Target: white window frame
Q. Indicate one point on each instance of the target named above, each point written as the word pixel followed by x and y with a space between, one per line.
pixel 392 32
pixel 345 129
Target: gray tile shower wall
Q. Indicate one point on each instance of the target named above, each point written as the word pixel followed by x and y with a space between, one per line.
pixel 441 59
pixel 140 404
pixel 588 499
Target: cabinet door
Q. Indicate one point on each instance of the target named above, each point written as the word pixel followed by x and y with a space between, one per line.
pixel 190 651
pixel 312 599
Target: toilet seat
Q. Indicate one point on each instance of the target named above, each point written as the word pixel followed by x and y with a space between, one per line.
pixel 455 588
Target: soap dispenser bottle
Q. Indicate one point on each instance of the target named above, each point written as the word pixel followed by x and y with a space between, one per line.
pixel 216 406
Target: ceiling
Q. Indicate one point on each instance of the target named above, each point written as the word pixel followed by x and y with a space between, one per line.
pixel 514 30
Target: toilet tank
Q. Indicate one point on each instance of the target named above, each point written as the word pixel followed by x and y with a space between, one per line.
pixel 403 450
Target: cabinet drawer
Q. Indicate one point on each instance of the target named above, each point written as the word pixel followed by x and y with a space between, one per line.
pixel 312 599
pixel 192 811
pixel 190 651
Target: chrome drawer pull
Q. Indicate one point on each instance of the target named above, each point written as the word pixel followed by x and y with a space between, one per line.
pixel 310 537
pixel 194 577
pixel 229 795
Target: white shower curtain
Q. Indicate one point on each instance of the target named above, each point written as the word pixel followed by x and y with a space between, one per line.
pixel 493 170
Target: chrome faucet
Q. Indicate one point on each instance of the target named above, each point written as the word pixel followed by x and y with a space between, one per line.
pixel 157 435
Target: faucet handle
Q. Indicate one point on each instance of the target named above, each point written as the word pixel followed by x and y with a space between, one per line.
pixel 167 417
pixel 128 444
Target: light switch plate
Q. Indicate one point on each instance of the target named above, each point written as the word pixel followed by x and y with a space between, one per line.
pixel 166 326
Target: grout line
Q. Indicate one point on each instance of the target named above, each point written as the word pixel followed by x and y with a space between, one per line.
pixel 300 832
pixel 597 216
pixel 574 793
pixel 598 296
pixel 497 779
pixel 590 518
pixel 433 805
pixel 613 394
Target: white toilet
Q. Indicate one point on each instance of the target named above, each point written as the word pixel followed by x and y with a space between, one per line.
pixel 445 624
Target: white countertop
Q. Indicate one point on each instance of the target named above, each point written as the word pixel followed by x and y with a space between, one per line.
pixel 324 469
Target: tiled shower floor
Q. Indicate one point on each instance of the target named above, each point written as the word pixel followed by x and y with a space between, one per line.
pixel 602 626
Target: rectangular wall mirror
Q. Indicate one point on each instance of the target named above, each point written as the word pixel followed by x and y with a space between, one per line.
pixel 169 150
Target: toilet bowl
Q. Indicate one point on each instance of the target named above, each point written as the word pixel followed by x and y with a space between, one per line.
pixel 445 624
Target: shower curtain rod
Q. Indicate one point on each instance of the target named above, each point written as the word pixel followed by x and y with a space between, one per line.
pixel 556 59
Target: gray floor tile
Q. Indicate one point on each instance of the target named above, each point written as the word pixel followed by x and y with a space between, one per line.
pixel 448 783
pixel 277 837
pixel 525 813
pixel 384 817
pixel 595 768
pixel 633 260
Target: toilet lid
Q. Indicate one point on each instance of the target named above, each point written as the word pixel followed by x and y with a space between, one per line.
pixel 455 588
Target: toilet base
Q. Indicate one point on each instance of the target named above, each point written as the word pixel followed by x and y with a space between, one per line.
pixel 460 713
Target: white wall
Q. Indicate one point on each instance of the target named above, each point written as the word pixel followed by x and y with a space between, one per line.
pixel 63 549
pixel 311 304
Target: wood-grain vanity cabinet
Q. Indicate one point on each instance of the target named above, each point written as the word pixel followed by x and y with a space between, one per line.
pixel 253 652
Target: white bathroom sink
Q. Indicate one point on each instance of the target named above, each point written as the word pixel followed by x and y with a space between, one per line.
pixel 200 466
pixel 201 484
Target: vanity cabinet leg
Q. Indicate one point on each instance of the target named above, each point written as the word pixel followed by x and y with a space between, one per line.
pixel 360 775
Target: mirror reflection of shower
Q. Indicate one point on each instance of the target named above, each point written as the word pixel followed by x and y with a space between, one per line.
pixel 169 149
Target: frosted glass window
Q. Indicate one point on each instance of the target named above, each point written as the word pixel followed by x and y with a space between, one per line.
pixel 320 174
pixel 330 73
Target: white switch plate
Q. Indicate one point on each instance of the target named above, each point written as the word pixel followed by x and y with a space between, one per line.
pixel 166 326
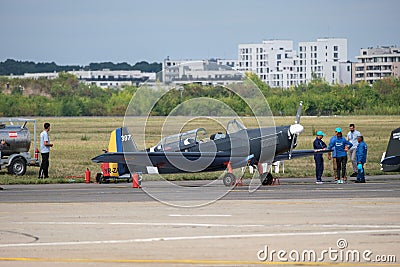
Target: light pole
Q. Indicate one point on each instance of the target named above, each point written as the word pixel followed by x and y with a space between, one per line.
pixel 180 89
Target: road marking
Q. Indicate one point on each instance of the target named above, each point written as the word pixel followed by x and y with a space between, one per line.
pixel 148 224
pixel 200 215
pixel 183 238
pixel 192 262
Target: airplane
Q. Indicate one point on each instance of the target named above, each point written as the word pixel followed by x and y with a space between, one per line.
pixel 190 152
pixel 391 159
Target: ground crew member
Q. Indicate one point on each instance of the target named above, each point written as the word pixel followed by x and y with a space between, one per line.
pixel 361 155
pixel 45 151
pixel 352 137
pixel 319 160
pixel 340 147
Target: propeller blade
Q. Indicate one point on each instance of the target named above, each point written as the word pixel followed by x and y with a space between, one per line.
pixel 298 114
pixel 296 131
pixel 291 146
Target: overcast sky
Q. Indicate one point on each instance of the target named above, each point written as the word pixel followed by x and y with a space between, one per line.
pixel 84 31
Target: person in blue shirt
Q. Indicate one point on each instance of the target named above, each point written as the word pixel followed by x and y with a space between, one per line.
pixel 319 160
pixel 361 156
pixel 340 146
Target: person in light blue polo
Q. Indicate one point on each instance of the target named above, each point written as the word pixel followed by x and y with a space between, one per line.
pixel 340 146
pixel 361 155
pixel 319 160
pixel 352 137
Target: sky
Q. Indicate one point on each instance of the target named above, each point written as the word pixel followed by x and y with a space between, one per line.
pixel 78 32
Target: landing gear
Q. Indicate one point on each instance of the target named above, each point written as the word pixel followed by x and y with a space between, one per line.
pixel 266 178
pixel 229 179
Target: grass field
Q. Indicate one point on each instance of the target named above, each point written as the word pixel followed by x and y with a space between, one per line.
pixel 78 139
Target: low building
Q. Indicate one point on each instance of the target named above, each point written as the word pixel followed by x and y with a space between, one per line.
pixel 114 78
pixel 376 63
pixel 206 72
pixel 102 78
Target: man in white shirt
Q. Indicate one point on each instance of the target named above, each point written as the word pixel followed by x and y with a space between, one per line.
pixel 352 137
pixel 45 146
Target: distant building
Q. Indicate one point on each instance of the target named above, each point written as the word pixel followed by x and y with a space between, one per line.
pixel 102 78
pixel 277 64
pixel 325 58
pixel 376 63
pixel 45 75
pixel 206 72
pixel 114 78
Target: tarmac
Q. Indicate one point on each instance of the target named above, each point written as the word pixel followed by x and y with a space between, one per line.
pixel 198 223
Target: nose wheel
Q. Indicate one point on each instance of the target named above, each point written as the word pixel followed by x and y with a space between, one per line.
pixel 266 178
pixel 229 179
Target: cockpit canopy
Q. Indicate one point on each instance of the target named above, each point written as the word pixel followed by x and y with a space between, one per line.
pixel 182 141
pixel 186 140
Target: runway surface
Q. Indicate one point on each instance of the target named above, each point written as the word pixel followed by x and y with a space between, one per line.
pixel 294 223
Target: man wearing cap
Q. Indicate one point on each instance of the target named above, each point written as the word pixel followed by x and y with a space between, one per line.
pixel 361 156
pixel 340 147
pixel 352 136
pixel 319 160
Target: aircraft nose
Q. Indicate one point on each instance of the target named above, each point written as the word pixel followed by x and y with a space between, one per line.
pixel 296 129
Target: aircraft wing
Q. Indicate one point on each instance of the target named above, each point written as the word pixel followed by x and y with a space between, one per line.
pixel 392 160
pixel 300 153
pixel 141 161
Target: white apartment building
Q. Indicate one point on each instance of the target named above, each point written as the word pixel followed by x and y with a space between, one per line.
pixel 277 64
pixel 376 63
pixel 114 78
pixel 206 72
pixel 325 58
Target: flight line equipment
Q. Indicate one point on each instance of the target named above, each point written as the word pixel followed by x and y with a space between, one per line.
pixel 15 154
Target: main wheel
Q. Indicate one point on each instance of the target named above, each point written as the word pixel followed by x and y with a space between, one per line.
pixel 229 179
pixel 17 167
pixel 266 178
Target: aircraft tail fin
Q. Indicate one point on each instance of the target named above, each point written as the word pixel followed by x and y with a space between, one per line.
pixel 121 141
pixel 391 162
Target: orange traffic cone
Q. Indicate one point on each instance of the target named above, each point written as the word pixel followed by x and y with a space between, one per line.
pixel 87 176
pixel 135 181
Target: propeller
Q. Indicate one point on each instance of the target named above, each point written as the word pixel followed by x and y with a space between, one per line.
pixel 296 128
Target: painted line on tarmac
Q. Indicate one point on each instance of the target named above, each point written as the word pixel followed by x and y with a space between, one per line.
pixel 191 262
pixel 147 224
pixel 199 215
pixel 204 237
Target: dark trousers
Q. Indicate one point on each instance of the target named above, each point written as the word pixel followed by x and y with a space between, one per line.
pixel 319 167
pixel 341 166
pixel 44 167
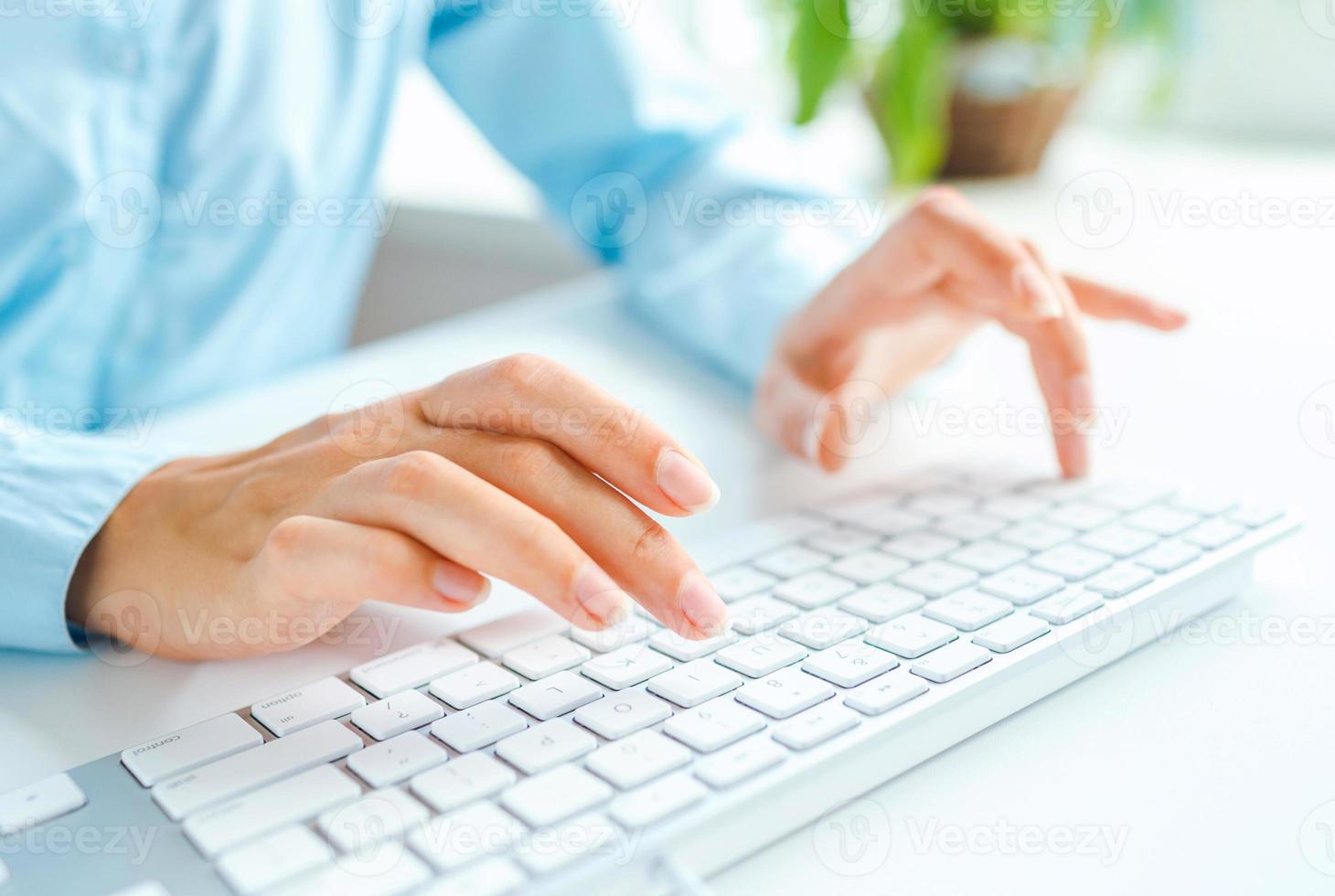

━━━━━━━━━━━━━━━━━━━━

- YOUR ASSIGNMENT: Copy the stretch of the records above that runs from the line with "Target: faucet handle" through the line with "Target: grout line". Both end lines belong in the copy, and nothing else does.

- WRITTEN RESPONSE:
Target: faucet handle
Q. Indicate one point on each instance of the target named above, each point written as the word pixel followed by x and y with a space between, one per line.
pixel 167 417
pixel 128 444
Target: light switch plate
Q. Indicate one point on each instance of the target named above, each point written as the word pixel followed by x and y with a space between, one per line.
pixel 166 326
Target: grout line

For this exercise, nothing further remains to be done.